> **PAGE TEXT**:
One of the unspoken pressures hovering over every player who takes the court for the University of North Carolina Tar Heels is the shadow of the greatest basketball player who ever lived. Once you put on that Carolina Blue and establish yourself as a key part of the latest Tar Heels team, you figuratively step into the shoes of Michael Jordan, while often literally wearing his shoes as well. What that means of course is you will always be compared to His Airness. This includes while you play at UNC and especially if you end up in the NBA. The names on this list consist of players who followed valiantly in Air Jordan’s Air Jordans with illustrious careers in North Carolina followed by excellent careers in the NBA. It also includes players that had comparable, better, or at least longer careers with the Tar Heels but who never made a mark in the pros. It even has some young guys who appeared as if they could be like Mike but never panned out as well as everyone may have hoped. Read on about these 15 North Carolina Tar Heels who could have been “the next Michael Jordan” but obviously were not.

> **JOBS**:
[1] Answer these questions using the Tar Heels passage:
(a) What color does a player put on to join the team?
(b) How many players does the passage say it covers?
(c) What phrase appears in quotation marks to describe what these players could have been?
[2] List every name the Tar Heels passage uses for Michael Jordan.
[3] Please pick up the Tar Heels passage after its last sentence and write a short paragraph that continues it.
The records come from a different source than the Tar Heels passage.

> **SUPPLIED RECORDS**:
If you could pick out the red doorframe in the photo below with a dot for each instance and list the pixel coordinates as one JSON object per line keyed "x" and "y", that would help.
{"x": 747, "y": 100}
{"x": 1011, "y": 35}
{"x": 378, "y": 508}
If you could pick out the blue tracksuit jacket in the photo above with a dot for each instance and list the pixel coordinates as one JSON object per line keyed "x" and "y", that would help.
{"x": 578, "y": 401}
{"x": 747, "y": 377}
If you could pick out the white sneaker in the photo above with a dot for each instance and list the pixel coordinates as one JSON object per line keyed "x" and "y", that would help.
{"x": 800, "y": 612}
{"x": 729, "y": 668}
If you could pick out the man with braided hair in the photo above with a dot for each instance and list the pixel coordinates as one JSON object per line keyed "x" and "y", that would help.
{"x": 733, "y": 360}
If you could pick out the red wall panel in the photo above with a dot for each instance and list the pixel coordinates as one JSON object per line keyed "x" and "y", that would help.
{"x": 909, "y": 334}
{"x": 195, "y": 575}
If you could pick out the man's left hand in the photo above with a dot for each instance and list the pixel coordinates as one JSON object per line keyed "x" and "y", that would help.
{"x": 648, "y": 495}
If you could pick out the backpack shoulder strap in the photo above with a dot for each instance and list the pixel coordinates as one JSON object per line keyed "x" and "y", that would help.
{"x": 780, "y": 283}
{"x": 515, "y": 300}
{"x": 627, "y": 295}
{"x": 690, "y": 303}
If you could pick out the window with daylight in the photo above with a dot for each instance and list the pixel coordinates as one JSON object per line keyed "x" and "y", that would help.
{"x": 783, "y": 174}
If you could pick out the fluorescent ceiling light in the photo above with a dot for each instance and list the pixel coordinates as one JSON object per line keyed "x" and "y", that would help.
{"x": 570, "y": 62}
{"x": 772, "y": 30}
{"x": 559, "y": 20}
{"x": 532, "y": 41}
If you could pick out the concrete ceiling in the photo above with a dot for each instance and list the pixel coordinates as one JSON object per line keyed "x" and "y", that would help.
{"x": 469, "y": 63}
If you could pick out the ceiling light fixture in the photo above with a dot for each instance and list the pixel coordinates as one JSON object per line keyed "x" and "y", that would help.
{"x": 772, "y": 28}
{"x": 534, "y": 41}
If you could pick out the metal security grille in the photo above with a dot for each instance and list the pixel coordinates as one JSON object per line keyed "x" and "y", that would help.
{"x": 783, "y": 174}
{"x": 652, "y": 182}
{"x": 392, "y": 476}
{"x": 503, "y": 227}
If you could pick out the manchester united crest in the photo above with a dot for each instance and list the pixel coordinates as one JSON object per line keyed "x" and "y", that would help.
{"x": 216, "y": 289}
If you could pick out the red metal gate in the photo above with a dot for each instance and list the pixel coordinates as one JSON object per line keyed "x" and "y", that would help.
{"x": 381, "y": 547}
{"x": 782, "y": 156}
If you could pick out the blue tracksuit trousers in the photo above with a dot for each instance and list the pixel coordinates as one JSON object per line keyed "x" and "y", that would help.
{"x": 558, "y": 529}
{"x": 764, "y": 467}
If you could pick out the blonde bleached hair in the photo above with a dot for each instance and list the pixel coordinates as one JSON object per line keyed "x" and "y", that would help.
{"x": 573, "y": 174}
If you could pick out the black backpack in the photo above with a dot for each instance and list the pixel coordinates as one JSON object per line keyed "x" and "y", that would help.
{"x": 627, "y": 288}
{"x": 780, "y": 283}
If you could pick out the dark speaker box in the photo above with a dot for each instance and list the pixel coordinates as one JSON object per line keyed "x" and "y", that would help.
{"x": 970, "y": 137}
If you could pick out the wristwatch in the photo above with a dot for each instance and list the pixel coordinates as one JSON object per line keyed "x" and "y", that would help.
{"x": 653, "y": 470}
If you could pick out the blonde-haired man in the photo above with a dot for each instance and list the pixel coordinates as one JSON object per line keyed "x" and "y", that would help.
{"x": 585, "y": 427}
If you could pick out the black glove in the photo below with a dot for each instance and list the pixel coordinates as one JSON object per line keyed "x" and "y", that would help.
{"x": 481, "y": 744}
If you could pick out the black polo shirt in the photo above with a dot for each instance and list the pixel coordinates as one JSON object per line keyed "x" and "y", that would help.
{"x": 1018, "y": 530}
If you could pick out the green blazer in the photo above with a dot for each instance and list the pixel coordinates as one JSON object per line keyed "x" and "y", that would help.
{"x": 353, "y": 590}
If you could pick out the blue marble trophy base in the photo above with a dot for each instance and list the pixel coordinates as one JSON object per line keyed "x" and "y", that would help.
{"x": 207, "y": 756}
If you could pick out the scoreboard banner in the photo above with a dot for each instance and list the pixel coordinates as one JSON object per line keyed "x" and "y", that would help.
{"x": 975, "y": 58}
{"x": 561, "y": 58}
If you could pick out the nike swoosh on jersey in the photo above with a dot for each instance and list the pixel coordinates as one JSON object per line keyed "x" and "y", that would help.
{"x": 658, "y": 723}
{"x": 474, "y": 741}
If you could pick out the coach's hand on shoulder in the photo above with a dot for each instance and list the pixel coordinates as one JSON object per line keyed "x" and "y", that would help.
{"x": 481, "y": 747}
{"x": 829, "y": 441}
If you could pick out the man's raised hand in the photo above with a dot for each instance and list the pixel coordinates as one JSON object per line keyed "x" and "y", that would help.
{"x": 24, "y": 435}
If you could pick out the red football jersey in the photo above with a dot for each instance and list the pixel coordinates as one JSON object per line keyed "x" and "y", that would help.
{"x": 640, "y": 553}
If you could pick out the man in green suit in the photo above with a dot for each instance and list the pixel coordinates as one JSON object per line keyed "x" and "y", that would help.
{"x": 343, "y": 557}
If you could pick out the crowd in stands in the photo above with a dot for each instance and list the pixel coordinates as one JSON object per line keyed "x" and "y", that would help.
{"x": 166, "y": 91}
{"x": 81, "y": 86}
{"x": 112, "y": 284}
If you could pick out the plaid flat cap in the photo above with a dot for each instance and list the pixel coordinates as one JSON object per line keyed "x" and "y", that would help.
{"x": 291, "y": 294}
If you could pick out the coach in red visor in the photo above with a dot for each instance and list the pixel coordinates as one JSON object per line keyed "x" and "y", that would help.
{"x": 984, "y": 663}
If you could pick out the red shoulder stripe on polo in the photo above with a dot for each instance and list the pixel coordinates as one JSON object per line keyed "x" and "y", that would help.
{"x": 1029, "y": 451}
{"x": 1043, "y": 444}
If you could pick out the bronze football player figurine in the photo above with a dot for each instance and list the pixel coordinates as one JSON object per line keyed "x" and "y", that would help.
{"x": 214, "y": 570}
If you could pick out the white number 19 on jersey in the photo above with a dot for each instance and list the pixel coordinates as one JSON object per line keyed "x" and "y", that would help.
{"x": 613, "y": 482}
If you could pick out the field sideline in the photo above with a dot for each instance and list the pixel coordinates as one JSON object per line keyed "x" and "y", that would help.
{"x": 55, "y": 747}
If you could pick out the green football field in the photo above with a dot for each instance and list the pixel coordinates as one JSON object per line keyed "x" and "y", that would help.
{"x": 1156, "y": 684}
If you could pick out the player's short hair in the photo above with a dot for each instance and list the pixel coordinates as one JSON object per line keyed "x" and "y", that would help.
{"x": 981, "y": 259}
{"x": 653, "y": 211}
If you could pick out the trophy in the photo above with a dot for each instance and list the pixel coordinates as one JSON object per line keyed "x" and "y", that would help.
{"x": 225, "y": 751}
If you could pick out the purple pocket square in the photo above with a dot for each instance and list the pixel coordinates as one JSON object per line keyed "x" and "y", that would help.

> **RESPONSES**:
[1]
(a) Carolina Blue
(b) 15
(c) "the next Michael Jordan"

[2] Michael Jordan, His Airness, Air Jordan, Mike

[3]
15 Joseph Forte
One of the most disappointing pro players from the University of North Carolina that was seen as a possible “next Michael Jordan” was Joseph Forte. Forte had a great career as a scorer with the Tar Heels, averaging over 18 points and almost six rebounds per game over his two seasons. He was named ACC Rookie of the Year in 2000 and after an even better sophomore campaign, was named a consensus All-American and ACC co-Player of the Year in 2001. The Boston Celtics grabbed Forte with the 21st overall pick in the 2001 NBA Draft. He barely played in Boston however, averaging less than a point per game in only eight games before wearing out his welcome. He played his second year with the Seattle SuperSonics but that was his last season in the NBA. He did manage to play internationally and in the D-League for 15 years.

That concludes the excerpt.